───── Task data ─────

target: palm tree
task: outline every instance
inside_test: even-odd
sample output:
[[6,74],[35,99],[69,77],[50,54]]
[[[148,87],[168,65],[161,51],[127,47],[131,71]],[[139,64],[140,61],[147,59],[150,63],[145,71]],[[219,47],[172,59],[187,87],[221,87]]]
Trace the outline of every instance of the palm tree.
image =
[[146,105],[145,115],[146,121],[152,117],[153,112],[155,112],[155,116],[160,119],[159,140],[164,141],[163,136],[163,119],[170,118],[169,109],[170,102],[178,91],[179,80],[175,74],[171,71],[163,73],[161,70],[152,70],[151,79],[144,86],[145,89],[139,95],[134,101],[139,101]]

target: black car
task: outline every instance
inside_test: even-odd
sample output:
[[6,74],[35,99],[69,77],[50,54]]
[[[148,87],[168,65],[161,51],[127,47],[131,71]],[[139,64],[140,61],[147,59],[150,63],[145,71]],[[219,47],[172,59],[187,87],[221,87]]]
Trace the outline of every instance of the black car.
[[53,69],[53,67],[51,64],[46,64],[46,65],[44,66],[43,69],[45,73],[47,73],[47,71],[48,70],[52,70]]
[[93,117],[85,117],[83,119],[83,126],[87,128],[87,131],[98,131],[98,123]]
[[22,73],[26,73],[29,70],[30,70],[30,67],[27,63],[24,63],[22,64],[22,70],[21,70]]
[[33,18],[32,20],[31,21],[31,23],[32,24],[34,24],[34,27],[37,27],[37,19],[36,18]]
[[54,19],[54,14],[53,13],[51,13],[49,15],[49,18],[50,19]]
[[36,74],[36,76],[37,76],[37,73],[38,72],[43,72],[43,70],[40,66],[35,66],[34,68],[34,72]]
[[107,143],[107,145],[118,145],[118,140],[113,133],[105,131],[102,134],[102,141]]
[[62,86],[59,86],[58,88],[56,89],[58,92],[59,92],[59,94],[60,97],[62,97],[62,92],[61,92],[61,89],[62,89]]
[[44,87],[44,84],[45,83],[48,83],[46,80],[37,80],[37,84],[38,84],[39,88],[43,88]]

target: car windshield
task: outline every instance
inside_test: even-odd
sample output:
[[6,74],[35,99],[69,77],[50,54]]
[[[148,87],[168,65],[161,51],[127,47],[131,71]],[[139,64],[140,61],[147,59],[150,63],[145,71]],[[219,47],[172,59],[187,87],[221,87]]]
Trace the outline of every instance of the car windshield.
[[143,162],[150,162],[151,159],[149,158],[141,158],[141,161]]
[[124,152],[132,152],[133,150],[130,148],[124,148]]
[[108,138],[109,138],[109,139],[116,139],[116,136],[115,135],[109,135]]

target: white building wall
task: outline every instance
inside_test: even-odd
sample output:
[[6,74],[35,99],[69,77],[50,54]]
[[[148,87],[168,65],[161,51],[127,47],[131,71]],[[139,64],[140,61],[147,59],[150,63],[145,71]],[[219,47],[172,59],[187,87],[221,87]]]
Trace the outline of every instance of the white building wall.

─────

Short task = Copy the listing above line for line, leaving every character unchanged.

Response to the exercise =
target: palm tree
task: outline every instance
inside_test: even-odd
sample output:
[[6,74],[35,99],[69,77],[50,54]]
[[[148,87],[168,65],[161,51],[127,47],[131,71]],[[139,64],[140,61],[147,59],[150,63],[145,71]],[[219,47],[172,59],[187,87],[221,87]]]
Trace the outline of every instance of the palm tree.
image =
[[146,105],[145,115],[146,121],[152,117],[153,112],[155,112],[155,116],[160,119],[159,140],[164,141],[163,136],[163,119],[170,118],[169,109],[170,102],[178,91],[179,80],[175,74],[171,71],[163,73],[161,70],[152,70],[151,79],[144,86],[145,89],[139,95],[134,101],[139,101]]

target: black car
task: outline every instance
inside_test: even-odd
sample output:
[[6,74],[35,99],[69,77],[50,54]]
[[[148,87],[168,65],[161,51],[127,47],[131,71]],[[139,64],[140,61],[147,59],[150,63],[145,71]],[[219,47],[172,59],[187,87],[221,87]]]
Trace the outline of every instance of the black car.
[[53,69],[53,67],[51,64],[46,64],[46,65],[44,66],[43,69],[45,73],[47,73],[47,71],[48,70],[52,70]]
[[93,117],[85,117],[83,119],[83,126],[87,128],[87,131],[98,131],[98,123]]
[[22,73],[26,73],[29,70],[30,70],[30,67],[27,63],[24,63],[22,64],[22,70],[21,70]]
[[33,18],[32,20],[31,21],[31,23],[32,24],[34,24],[34,27],[37,27],[37,19],[36,18]]
[[54,19],[54,14],[53,13],[51,13],[49,15],[49,18],[50,19]]
[[36,74],[36,76],[37,76],[37,73],[38,72],[43,72],[43,70],[40,66],[35,66],[34,68],[34,72]]
[[107,143],[107,145],[118,145],[118,140],[113,133],[105,131],[102,134],[102,141]]
[[62,86],[59,86],[58,88],[56,89],[58,92],[59,92],[59,94],[60,97],[62,97],[62,92],[61,92],[61,89],[62,89]]
[[44,87],[44,84],[45,83],[48,83],[46,80],[37,80],[37,84],[38,84],[39,88],[43,88]]

target: car windshield
task: outline every instance
inside_test: even-odd
sample output:
[[6,74],[35,99],[69,77],[50,54]]
[[[148,87],[168,65],[161,51],[127,47],[131,71]],[[139,64],[140,61],[147,59],[150,63],[145,71]],[[219,47],[172,59],[187,87],[221,87]]]
Trace the outline of every instance of the car windshield.
[[143,162],[150,162],[151,159],[149,158],[141,158],[141,161]]
[[124,152],[132,152],[133,150],[130,148],[124,148]]
[[108,138],[109,138],[109,139],[116,139],[116,136],[115,135],[109,135]]

target: white building wall
task: outline every instance
inside_test: even-odd
sample output:
[[6,74],[35,99],[69,77],[50,54]]
[[[148,87],[168,65],[161,51],[127,47],[131,71]],[[139,64],[140,61],[147,59],[150,63],[145,71]],[[219,47],[172,59],[187,87],[221,87]]]
Trace the outline of every instance of the white building wall.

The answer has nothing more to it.